TASK DIRECTIONS => Your copy should contain exactly the lines from the start of the material through the line containing "green grass lawn.", and no pictures.

RECORDS FOR PROCESSING =>
--

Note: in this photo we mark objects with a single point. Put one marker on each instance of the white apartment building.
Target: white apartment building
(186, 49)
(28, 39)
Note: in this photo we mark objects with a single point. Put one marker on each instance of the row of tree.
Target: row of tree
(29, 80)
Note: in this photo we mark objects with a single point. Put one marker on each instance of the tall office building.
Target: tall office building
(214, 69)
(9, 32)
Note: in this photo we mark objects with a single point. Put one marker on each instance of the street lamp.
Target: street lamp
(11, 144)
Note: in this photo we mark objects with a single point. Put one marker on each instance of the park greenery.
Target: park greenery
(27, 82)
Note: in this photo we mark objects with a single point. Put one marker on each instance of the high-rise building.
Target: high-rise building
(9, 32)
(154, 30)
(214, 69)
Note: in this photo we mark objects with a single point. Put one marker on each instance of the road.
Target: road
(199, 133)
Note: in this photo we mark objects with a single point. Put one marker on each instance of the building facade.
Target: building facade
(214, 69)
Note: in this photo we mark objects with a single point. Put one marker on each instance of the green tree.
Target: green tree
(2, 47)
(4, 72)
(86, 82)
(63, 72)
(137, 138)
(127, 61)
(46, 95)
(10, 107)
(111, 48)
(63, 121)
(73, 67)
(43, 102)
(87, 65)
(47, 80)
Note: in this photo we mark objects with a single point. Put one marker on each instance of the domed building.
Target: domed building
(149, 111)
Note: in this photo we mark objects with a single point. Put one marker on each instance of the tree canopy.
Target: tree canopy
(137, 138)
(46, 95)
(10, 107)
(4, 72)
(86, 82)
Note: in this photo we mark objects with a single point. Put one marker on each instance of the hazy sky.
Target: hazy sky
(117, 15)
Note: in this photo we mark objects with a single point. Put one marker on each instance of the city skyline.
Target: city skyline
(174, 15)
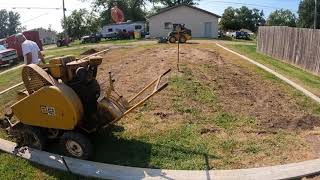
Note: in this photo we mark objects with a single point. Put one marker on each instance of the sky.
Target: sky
(35, 18)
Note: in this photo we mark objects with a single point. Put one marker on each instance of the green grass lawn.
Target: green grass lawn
(305, 79)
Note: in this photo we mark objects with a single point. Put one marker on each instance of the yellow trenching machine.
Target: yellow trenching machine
(63, 101)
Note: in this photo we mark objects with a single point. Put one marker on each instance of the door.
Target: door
(208, 29)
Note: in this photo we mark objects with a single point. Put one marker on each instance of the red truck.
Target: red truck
(7, 56)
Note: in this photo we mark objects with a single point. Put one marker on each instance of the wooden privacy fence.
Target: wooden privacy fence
(297, 46)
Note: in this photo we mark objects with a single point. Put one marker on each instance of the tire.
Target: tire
(183, 39)
(30, 136)
(172, 39)
(76, 145)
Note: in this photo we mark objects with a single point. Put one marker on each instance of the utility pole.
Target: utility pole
(315, 13)
(64, 19)
(64, 11)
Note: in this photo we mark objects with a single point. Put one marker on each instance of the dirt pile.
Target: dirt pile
(89, 52)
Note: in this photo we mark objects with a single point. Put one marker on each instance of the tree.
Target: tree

--

ANSWER BELOW =>
Note: in this photo we mark objects with a single point. Put one marker on each instance of the white apartment building.
Target: white apartment building
(186, 49)
(28, 39)
Note: in this photo we mark objects with a single point. Put one marker on each instance of the row of tree.
Target: row of tree
(29, 80)
Note: in this photo we mark objects with a single point. Put one marker on each instance of the tall office building.
Target: tall office building
(214, 69)
(9, 32)
Note: in this photo we mark objects with a single point. Put one marker on each instance of the street lamp.
Target: street lamp
(11, 144)
Note: in this photo we mark objects with a single point. Put one marker on each instance of the park greenery.
Target: park greenery
(27, 82)
Note: in this photo we mark objects with a single point. Put one marker on each instance of the high-rise building.
Target: high-rise building
(9, 32)
(154, 30)
(214, 69)
Note: in this photo we mark objects with a single point. Put one marker on each instance of the road.
Target: road
(199, 133)
Note: in this photo we mark objects with a single point. Put one marker on each instance of the building facade.
Target: building facade
(214, 69)
Note: in this photo we mark objects with a single point. Put one marker on each instance of the green tree.
Target: green tree
(2, 47)
(4, 72)
(86, 82)
(63, 72)
(137, 138)
(127, 61)
(46, 95)
(10, 107)
(111, 48)
(63, 121)
(73, 67)
(43, 102)
(87, 65)
(47, 80)
Note: in this photo we mark objects with a single point. Put one marker on each instance of the domed building.
Target: domed building
(149, 111)
Note: in this photo we mark objects with a single point. Put one marker on each instance of the tree canopy.
Target: tree canopy
(137, 138)
(46, 95)
(10, 107)
(4, 72)
(86, 82)
Note: in this photo we mark objects with a single point. Put one marker on each instance of the hazy sky.
Target: hazy sky
(117, 15)
Note: in this photo we mark objects with a single point. Put one marker on each instance of the city skyline.
Target: city skyline
(174, 15)
Note: in this photo we mark objects with a single point. Put one marker on each instance of the sky.
Target: sky
(35, 18)
Note: in this photo we mark objects with a single point. Put one marker on each instance of the green grass lawn.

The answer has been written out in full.